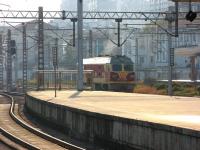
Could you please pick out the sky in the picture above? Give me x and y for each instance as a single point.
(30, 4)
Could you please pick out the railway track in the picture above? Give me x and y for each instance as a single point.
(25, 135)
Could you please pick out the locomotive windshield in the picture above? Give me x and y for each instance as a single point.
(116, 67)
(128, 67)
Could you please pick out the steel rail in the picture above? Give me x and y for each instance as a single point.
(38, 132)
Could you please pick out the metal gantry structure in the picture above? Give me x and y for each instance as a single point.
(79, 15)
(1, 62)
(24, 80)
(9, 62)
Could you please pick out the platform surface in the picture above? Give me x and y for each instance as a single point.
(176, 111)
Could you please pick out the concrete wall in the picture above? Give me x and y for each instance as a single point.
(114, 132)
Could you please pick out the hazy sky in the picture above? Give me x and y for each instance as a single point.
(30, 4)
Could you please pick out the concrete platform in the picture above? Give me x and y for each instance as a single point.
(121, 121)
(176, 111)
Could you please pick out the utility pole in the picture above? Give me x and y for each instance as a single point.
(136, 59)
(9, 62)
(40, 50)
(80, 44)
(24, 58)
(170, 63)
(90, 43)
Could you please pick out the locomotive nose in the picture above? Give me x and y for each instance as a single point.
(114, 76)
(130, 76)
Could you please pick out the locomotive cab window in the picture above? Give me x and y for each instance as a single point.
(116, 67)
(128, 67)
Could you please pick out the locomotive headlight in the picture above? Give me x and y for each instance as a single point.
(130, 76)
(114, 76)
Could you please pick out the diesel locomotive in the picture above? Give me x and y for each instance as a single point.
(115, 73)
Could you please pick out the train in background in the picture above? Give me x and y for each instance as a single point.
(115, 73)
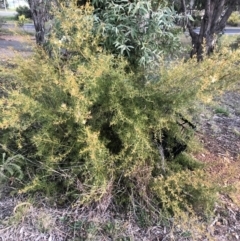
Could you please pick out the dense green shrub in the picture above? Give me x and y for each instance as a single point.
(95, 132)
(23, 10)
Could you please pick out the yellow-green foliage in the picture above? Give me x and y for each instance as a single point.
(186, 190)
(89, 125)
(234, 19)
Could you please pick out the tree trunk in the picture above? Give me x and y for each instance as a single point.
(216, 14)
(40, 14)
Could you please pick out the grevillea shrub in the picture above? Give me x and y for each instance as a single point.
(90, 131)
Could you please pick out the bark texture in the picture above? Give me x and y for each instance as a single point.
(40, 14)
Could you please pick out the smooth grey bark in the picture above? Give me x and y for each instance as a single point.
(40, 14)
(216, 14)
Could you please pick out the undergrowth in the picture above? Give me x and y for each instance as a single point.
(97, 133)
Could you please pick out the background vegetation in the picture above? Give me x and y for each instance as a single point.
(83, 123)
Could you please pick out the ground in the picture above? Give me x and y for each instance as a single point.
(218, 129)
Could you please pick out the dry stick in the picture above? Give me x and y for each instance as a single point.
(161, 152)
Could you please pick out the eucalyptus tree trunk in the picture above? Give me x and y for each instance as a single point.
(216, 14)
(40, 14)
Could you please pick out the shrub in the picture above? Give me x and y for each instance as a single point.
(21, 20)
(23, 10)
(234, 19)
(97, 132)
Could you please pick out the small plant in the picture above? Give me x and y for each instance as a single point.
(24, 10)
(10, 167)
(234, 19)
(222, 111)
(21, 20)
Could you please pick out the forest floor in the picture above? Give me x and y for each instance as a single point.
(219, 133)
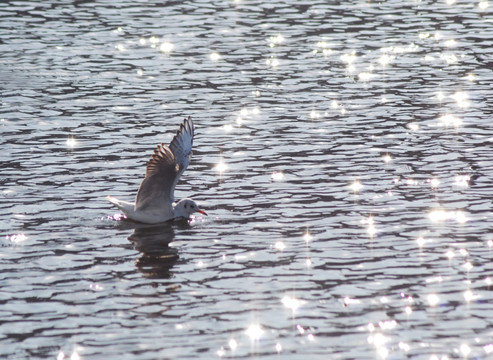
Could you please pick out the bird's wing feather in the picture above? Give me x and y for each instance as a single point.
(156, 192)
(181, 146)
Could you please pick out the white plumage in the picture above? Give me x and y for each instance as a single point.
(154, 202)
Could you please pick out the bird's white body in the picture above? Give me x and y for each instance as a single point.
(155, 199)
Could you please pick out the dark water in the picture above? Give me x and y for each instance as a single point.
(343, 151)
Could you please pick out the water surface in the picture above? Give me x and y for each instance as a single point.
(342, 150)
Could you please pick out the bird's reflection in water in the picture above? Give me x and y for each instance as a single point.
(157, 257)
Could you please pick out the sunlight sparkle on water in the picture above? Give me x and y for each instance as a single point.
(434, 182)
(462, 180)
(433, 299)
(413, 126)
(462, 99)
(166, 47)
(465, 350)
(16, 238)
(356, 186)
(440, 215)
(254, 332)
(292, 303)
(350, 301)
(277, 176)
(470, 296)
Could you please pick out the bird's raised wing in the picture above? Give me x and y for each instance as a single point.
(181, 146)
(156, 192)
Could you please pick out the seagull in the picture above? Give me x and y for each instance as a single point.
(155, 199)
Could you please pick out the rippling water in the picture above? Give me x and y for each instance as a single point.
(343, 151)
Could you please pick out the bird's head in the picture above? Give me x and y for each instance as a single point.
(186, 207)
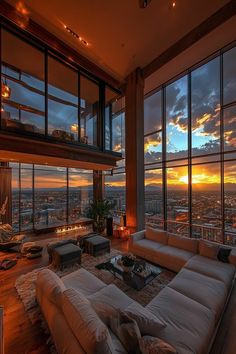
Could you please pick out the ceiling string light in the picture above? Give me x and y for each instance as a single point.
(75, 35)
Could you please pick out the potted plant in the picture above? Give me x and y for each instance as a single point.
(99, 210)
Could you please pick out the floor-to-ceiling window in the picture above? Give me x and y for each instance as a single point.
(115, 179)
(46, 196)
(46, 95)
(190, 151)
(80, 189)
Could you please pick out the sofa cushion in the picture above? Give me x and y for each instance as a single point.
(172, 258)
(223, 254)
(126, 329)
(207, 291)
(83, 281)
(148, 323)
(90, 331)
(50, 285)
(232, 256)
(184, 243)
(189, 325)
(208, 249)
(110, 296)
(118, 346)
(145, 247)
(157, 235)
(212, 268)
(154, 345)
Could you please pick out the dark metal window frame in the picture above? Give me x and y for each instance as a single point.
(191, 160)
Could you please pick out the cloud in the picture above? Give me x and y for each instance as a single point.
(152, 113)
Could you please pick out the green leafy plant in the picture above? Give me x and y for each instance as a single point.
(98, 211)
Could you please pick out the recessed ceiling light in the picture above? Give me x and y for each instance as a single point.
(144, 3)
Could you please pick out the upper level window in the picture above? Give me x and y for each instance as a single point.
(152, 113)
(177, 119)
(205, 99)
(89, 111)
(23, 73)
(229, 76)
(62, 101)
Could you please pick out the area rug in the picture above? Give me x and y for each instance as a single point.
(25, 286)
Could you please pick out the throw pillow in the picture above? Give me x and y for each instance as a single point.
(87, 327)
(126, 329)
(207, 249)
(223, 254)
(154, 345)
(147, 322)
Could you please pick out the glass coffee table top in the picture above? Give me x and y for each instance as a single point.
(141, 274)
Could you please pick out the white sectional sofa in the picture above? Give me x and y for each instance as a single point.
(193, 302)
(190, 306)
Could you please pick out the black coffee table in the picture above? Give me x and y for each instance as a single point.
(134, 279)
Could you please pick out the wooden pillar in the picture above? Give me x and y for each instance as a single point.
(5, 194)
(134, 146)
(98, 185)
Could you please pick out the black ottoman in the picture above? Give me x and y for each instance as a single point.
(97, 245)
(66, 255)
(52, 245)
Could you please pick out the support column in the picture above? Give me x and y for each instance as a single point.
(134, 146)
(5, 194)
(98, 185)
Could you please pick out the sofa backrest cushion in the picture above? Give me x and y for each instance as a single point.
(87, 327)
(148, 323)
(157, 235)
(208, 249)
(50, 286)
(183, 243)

# ASSIGNED TASK
Repeat the listing above exactly, with no pictures.

# SOLUTION TO THE PROBLEM
Could you please pick out the sky in the picture above? Give me x and y for each instance as a single point.
(30, 4)
Could you please pick out the railway track in the picture above? Give me x and y for each instance as a single point.
(25, 135)
Could you please pick out the locomotive windshield in the picture above? Give me x and y for each instance as a single point.
(116, 67)
(128, 67)
Could you please pick out the steel rail in the picture above? Give me x and y for each instance as a single point.
(38, 132)
Could you please pick out the metal gantry structure in the picture above? Give me x and y for each instance as a single point.
(79, 15)
(1, 62)
(24, 80)
(9, 62)
Could you please pick out the platform surface in the picture above? Give me x and y for each instance as a single point.
(176, 111)
Could you please pick out the concrete wall in the picture above? Give me x and y for each instance as a single point.
(114, 132)
Could you please pick out the hazy sky in the picture above? Give me x and y for each instance as a single point.
(30, 4)
Could you please pick out the concrete platform in the picture above? Give me x and y for each instance as a single point.
(121, 121)
(176, 111)
Could you please pick out the utility pole in the picture above? Give me x and y for each instance as a single point.
(136, 59)
(9, 62)
(40, 50)
(80, 44)
(24, 58)
(170, 63)
(90, 43)
Could you please pick out the locomotive nose in the picture above? Give me x and y for each instance as a single point.
(114, 76)
(130, 76)
Could you please pick out the locomotive cab window in the picture above? Give me x and y for each instance as a single point.
(116, 67)
(128, 67)
Could you please pick out the locomotive headlight in the picture above? Give me x and y for each instance as a single point.
(130, 76)
(114, 76)
Could you please pick out the diesel locomotive in the picture above? Give me x and y for each instance as a single point.
(115, 73)
Could you please pick out the train in background in the picture above? Give me x and y for each instance as a single point.
(115, 73)
Could you please pick out the dense green shrub in the picture above? Give me x and y for each instance as a single point.
(95, 132)
(23, 10)
Could you please pick out the yellow-green foliage in the picture above? Give me x and y for each instance as a single point.
(186, 190)
(89, 125)
(234, 19)
Could you please pick out the tree trunk in the picture above? Give me x and y for each instance as a single point.
(216, 14)
(40, 14)
Could you please pick out the grevillea shrub in the picture above? Give me x and y for each instance as a single point.
(90, 131)
Could you please pick out the bark texture in the picture above? Give me x and y for each instance as a single point.
(40, 14)
Could you please pick out the smooth grey bark in the picture above? Give me x and y for each instance as a single point.
(40, 14)
(216, 14)
Could you please pick out the undergrowth in the picture above? Give me x and y for each instance as a single point.
(97, 133)
Could you please pick out the background vegetation in the picture above? Give me x and y for each instance as a single point.
(83, 123)
Could you please pick out the ground in the picture above? Give me x and y for each instance as a single point.
(218, 129)
Could you please pick out the dry stick in the picture above? Give me x and y for each instance as a single point.
(161, 152)
Could you please pick out the eucalyptus tree trunk in the picture above? Give me x and y for each instance as a single point.
(216, 14)
(40, 14)
Could you please pick out the shrub in the picture above? Give me x and y for each instance as a single point.
(21, 20)
(23, 10)
(234, 19)
(97, 132)
Could you please pick out the small plant in the picture above? Give me x and y for each instance as a single point.
(24, 10)
(10, 167)
(234, 19)
(222, 111)
(21, 20)
Could you please pick out the forest floor in the picture above? Give me x and y for each instance as a single point.
(219, 133)
Could you please pick out the bird's wing feather in the picture above? Give me x and y for each instance as a single point.
(156, 192)
(181, 146)
Could you please pick out the white plumage in the picture above? Give me x and y for each instance as a single point.
(154, 202)
Could you please pick out the bird's white body in the picture above? Give me x and y for each instance as a single point.
(155, 199)
Could you please pick out the dark water in the picture above? Give me x and y for each instance as a single point.
(343, 151)
Could you please pick out the water surface in the picture above? Give me x and y for each instance as a single point.
(342, 150)
Could you please pick out the bird's reflection in water in the picture above? Give me x and y for each instance as a single point.
(157, 257)
Could you please pick out the sunlight sparkle on water in the picture above? Give me x and y for each instance as a single point.
(434, 182)
(462, 180)
(433, 299)
(413, 126)
(462, 99)
(166, 47)
(465, 350)
(16, 238)
(356, 186)
(440, 215)
(254, 332)
(292, 303)
(350, 301)
(277, 176)
(470, 296)
Could you please pick out the bird's raised wing in the picture above? Give me x and y for each instance as a single point.
(181, 146)
(156, 192)
Could you please pick out the seagull in the picture above? Give me x and y for each instance as a single point.
(155, 199)
Could you please pick out the rippling water in the picture above? Give me x and y for each instance as a single point.
(343, 151)
Could you please pick out the bird's head in the picture above? Give me x and y for each instance as a single point.
(186, 207)
Could you please pick out the ceiling string light in the picture above? Give me x and y for each instance as a single point.
(75, 35)
Could you please pick out the potted plant in the picture above? Give me x and y for each instance as a single point.
(99, 210)
Could you please pick out the floor-to-ceiling window in the picture above? Give me x and y for each instance as a single point.
(115, 179)
(46, 196)
(46, 95)
(190, 151)
(80, 189)
Could you please pick out the sofa cushion in the picture above? Give me x and y for each instance as a single point.
(172, 258)
(223, 254)
(126, 329)
(207, 291)
(83, 281)
(148, 323)
(90, 331)
(50, 285)
(232, 256)
(184, 243)
(189, 325)
(208, 249)
(110, 296)
(118, 346)
(145, 247)
(157, 235)
(212, 268)
(154, 345)
Could you please pick out the dark metal window frame in the picture above? Give me x and y for each instance as a single point.
(191, 160)
Could you please pick out the cloud in the picture above? Give me x and y for each instance as a single point.
(152, 113)
Could you please pick out the green leafy plant in the picture above? Give me x and y for each instance as a single point.
(98, 211)
Could you please pick out the recessed ceiling light in the picture above? Give me x and y for each instance as a single point.
(144, 3)
Could you please pick out the upper level window in the picture above? Give me x and y for each instance as a single point.
(152, 113)
(177, 119)
(205, 99)
(89, 111)
(23, 73)
(229, 76)
(62, 101)
Could you please pick out the area rug in the picture above? Give me x and y for each instance as a single point.
(25, 286)
Could you please pick out the throw pillow in the picture above? Give me x and y for each instance as a single point.
(87, 327)
(126, 329)
(207, 249)
(223, 254)
(154, 345)
(147, 322)
Could you please pick out the glass coffee table top in the picture above? Give me x and y for each instance as a single point.
(141, 274)
Could you please pick out the white sectional sofa in the picture above? Give me x and y for each instance as a single point.
(193, 302)
(190, 306)
Could you please pick out the black coffee table in the picture above? Give me x and y for each instance as a single point.
(134, 279)
Could you please pick out the wooden pillar in the picture above? Give me x and y for each instance as a single point.
(5, 194)
(134, 146)
(98, 185)
Could you please pick out the black ottoman in the picture above? Give me x and y for each instance as a single point.
(97, 245)
(66, 255)
(52, 245)
Could you please pick out the support column in the picture above? Give me x and y for each instance as a single point.
(134, 146)
(5, 194)
(98, 185)
Could you please pick out the sofa backrest cushion in the picture above? Give me x and y for each instance as a single point.
(87, 327)
(148, 323)
(157, 235)
(208, 249)
(50, 286)
(183, 243)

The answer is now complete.